In principle, advanced geospatial services can support, accelerate and optimize all processes with factors that change in space and over time. Mapping and securing landed estate is the most traditional example. But you can think about applying geospatial services to numerous areas, for example, legislation. Geospatial services can provide useful overviews of all available data of a specific area in relation to all current rules concerning that specific area. Think about legislation on air pollution, noise disturbance, concentrations of hazardous substances, building requirements, and etcetera. Opportunities and impossibilities for spatial development can be made clear at a glance.

Via internet portals, geospatial services can give all stakeholders useful access to all kinds of essential geospatial information. This way, advanced geospatial services can form a powerful facilitator of policy choices. For example the transition towards sustainable energy. Another major area wherein advanced geospatial services can be of utmost importance is logistics. As a result of the globalization, the geospatial industry can make a huge difference in the efforts to accomplish a more sustainable world by optimizing logistic processes. Obviously, this will also have a major economic impact, favoring the viability of economic activities. On a regional or urban scale, geospatial services can facilitate the trend to deliver for example regional agricultural products or Web shop merchandise in a much-optimized customer tuned way.

### Jobs:
A. Reproduce word for word the part of the passage on geospatial services starting at "Via internet portals, geospatial" and ending at "customer tuned way.".
B. Resume the passage on geospatial services after its final sentence.
The records that come next have no connection to the passage on geospatial services.

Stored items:

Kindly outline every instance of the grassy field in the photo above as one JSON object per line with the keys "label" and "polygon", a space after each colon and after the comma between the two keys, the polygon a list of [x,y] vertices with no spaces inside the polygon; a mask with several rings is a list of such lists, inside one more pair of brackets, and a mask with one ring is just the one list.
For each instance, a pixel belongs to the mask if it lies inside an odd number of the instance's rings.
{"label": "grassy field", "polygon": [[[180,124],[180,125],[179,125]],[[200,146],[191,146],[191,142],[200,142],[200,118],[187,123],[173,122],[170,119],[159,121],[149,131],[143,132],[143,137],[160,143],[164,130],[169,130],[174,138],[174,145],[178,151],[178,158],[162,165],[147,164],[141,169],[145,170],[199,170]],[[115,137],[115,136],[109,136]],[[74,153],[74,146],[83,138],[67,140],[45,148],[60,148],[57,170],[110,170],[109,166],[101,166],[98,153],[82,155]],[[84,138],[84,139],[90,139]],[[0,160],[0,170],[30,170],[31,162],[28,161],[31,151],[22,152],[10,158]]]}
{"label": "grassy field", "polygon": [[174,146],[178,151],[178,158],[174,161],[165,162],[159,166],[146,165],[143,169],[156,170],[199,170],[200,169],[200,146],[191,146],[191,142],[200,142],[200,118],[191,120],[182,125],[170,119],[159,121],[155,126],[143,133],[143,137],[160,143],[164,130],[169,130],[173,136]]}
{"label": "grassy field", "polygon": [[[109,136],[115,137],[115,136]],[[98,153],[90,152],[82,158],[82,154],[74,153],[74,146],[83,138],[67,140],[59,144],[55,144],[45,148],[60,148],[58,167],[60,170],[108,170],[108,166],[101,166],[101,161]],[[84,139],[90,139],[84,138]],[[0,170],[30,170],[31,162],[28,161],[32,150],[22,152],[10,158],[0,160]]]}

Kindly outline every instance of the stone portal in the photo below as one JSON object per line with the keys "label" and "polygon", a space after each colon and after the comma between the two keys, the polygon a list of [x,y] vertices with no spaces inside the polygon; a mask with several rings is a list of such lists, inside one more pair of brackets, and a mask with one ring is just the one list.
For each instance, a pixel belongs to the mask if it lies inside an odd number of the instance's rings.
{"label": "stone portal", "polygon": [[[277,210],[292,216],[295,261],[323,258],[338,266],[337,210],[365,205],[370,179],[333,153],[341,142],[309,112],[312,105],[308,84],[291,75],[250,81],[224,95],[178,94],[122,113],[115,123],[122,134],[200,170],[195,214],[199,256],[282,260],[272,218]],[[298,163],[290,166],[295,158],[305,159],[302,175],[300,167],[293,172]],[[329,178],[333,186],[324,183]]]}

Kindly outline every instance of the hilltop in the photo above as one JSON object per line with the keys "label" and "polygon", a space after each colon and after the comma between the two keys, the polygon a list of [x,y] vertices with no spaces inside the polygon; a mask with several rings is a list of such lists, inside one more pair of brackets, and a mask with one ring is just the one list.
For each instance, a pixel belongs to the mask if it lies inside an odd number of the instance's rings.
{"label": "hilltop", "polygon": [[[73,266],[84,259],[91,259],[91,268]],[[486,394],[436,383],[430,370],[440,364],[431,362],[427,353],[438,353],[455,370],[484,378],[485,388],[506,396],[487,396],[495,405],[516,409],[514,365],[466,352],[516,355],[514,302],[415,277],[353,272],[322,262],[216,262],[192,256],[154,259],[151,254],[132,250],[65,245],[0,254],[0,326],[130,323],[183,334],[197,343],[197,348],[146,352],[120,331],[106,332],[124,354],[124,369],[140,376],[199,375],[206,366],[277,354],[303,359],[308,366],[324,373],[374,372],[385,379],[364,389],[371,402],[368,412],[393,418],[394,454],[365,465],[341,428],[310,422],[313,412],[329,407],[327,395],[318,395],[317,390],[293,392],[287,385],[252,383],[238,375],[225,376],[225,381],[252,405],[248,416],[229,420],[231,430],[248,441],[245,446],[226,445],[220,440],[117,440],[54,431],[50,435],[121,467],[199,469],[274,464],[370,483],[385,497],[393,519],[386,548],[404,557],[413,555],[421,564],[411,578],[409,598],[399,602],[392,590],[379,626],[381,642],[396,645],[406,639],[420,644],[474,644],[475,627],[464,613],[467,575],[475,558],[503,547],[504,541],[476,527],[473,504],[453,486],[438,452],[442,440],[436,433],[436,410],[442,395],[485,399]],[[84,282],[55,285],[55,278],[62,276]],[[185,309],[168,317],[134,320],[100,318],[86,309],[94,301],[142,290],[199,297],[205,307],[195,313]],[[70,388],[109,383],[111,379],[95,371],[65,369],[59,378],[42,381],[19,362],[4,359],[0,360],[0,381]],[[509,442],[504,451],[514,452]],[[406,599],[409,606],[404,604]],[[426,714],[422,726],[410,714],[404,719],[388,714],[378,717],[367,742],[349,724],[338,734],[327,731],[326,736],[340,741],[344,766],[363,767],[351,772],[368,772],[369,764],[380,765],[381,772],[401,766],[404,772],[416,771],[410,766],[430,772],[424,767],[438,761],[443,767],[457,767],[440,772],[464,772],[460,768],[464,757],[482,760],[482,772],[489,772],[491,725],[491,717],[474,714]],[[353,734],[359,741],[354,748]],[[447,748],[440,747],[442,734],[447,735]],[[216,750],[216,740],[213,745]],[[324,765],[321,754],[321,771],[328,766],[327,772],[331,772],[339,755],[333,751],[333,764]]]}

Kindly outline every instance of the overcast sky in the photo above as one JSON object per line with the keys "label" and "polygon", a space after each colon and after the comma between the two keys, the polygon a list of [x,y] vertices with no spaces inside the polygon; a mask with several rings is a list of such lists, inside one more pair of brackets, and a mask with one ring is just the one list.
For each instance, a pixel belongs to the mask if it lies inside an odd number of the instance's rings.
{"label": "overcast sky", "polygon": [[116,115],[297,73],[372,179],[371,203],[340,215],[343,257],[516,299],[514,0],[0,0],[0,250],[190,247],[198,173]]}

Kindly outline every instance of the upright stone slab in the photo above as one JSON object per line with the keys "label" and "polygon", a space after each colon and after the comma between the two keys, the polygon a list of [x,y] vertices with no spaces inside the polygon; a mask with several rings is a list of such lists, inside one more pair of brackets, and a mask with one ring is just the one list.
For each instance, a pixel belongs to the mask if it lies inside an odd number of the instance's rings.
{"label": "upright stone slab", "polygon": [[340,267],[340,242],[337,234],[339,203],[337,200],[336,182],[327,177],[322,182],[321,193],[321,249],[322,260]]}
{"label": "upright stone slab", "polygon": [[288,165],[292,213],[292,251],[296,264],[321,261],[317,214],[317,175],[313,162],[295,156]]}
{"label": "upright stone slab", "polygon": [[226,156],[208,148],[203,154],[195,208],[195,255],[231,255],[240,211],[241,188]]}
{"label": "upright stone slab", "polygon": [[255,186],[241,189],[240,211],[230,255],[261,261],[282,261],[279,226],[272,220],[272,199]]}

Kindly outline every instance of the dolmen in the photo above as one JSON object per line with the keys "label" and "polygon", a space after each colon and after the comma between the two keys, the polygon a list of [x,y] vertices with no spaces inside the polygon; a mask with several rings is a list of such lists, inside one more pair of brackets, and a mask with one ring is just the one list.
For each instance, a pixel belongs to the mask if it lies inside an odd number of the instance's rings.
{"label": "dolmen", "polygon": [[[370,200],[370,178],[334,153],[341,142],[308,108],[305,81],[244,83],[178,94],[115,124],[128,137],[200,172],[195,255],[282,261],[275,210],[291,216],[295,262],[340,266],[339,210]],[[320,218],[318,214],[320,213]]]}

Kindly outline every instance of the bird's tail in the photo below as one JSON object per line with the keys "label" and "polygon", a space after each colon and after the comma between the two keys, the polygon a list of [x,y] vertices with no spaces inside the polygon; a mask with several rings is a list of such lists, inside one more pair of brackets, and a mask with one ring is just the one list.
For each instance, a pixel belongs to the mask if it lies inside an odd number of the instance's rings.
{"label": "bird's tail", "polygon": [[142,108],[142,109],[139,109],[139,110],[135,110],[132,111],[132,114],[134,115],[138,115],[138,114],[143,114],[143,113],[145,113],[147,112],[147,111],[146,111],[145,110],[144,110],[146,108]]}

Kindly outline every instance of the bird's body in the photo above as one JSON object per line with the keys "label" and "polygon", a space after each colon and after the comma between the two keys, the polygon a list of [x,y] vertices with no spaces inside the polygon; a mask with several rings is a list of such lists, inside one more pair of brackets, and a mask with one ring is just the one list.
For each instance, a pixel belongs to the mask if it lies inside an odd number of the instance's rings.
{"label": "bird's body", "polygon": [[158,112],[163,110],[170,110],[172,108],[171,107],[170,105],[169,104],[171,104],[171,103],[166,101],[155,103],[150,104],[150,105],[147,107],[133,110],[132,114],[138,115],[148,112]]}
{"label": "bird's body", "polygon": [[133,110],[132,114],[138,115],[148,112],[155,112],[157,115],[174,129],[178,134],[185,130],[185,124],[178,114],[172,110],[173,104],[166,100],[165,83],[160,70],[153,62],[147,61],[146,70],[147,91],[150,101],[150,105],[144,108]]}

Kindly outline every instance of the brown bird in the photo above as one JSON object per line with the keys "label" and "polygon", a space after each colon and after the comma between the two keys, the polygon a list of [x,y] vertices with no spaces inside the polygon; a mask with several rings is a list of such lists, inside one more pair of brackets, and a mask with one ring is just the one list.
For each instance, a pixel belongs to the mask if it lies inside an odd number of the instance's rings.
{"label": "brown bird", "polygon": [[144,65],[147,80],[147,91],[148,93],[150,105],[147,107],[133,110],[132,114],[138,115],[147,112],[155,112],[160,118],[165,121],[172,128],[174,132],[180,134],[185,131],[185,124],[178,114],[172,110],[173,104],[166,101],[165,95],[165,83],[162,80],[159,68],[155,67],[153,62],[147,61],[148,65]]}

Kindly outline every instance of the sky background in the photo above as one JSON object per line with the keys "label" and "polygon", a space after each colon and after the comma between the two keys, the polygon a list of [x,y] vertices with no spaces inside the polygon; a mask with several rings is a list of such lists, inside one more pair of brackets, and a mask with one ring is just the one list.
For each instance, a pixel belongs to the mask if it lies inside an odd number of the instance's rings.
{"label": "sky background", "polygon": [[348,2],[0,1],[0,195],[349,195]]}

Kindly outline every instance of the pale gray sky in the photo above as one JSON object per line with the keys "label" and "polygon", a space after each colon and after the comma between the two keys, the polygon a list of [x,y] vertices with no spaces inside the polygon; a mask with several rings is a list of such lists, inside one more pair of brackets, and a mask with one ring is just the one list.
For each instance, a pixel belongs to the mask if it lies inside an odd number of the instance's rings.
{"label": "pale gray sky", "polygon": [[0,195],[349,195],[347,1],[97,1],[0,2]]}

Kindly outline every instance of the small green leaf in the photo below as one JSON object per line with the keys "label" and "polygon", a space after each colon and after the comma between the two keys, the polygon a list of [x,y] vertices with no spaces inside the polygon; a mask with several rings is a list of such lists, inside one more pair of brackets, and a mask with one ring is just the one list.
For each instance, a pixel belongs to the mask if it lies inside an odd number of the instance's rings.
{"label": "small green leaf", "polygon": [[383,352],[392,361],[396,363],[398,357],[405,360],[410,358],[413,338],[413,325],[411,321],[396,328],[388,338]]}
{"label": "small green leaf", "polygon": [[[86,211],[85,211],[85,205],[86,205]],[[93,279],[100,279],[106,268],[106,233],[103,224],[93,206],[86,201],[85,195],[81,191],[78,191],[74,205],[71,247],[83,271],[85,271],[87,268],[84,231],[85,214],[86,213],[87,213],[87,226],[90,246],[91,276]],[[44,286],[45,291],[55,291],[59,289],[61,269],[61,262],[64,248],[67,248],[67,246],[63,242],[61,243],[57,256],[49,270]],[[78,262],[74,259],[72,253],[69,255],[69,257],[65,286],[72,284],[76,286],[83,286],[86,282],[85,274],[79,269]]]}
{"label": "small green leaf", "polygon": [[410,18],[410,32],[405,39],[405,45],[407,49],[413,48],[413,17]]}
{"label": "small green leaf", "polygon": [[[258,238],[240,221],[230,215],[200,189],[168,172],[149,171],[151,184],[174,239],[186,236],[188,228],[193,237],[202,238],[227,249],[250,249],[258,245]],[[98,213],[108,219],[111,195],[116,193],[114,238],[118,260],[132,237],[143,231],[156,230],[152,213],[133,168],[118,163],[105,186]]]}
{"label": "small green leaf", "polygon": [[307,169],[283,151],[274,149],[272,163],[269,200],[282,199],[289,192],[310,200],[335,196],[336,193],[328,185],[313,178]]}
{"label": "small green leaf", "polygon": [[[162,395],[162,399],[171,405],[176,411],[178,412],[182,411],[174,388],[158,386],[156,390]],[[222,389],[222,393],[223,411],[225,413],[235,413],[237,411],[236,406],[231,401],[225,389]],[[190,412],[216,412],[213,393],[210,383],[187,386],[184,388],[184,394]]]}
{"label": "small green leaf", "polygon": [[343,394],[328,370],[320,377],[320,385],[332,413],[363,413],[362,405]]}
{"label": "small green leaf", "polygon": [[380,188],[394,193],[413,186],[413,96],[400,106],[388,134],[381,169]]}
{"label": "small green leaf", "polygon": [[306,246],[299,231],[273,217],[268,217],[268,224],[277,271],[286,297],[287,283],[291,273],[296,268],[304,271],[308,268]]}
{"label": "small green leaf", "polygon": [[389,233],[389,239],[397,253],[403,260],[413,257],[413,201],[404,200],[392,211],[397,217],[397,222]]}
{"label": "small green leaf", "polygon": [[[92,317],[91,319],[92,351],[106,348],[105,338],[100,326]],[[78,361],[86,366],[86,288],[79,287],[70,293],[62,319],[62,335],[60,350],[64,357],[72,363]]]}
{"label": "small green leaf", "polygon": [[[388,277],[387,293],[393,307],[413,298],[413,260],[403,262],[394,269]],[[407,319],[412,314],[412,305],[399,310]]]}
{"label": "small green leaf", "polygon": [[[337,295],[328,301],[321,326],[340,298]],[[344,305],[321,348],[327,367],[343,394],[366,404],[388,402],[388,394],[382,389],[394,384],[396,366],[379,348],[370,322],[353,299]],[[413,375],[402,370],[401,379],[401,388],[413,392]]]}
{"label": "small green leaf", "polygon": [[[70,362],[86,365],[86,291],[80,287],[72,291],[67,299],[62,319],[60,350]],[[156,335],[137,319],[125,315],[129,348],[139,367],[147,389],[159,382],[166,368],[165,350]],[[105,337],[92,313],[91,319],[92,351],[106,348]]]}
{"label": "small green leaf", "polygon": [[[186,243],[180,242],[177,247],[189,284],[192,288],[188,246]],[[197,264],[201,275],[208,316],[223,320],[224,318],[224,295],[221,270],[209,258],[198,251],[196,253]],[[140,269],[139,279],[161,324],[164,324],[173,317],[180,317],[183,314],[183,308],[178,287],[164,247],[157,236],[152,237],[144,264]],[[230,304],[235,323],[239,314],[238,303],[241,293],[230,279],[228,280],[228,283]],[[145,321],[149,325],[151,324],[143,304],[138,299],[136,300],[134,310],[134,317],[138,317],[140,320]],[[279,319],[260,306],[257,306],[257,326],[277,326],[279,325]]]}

### Results:
A.
Via internet portals, geospatial services can give all stakeholders useful access to all kinds of essential geospatial information. This way, advanced geospatial services can form a powerful facilitator of policy choices. For example the transition towards sustainable energy. Another major area wherein advanced geospatial services can be of utmost importance is logistics. As a result of the globalization, the geospatial industry can make a huge difference in the efforts to accomplish a more sustainable world by optimizing logistic processes. Obviously, this will also have a major economic impact, favoring the viability of economic activities. On a regional or urban scale, geospatial services can facilitate the trend to deliver for example regional agricultural products or Web shop merchandise in a much-optimized customer tuned way.

B.
In principle, the added value of advanced geospatial services increases with the complexity of the geospatial issues involved. Especially when lots of different stakeholders have to collaborate. Think about an incident and crisis management. Situations can change rapidly; apt decisions have to be made whilst decisions of different stakeholders interact. Geospatial services can support Net-Centric Decision Making: all actors/stakeholders can be connected to a real-time adequate information sharing system. Decision Support Solutions enable data-driven decisions based on information that is shared and reviewed by all parties at the same moment. This raises a so-called Common Operational Picture which in principle results in more effective collaboration.

Generally, we reach better results by a better collaboration of all stakeholders involved. What we need are synergetic multidisciplinary approaches, exchanging data and insights across the limits of disciplines. Advanced geospatial solutions can help raising spatial insights and mutual understanding, shedding light on complex issues. Advanced geospatial products can help us to make better decisions and can help us to design, visualize and explore future scenarios.

Very promising is the potential of bringing the real world into virtual gaming environments. Almost all challenges mankind has to face tomorrow, deal with processes with a geospatial component: food supply, housing, livelihoods, air quality, safety, and energy and so on. We can use real spatial data to transform physical reality into a parallel and playable virtual version of that reality. Research on game mechanics evidenced that game mechanics influence human behavior towards higher creativity, synergetic cooperation and higher productivity (more concrete results). By playing computer games such as Minecraft, the next generation is very well trained in collaboratively address specific challenges and in dealing with geospatial relations. If we succeed in the effective modeling of real life processes, I wonder whether the next generation can solve adult issues by effective multidisciplinary collaboration, while playing specialized geospatial computer games.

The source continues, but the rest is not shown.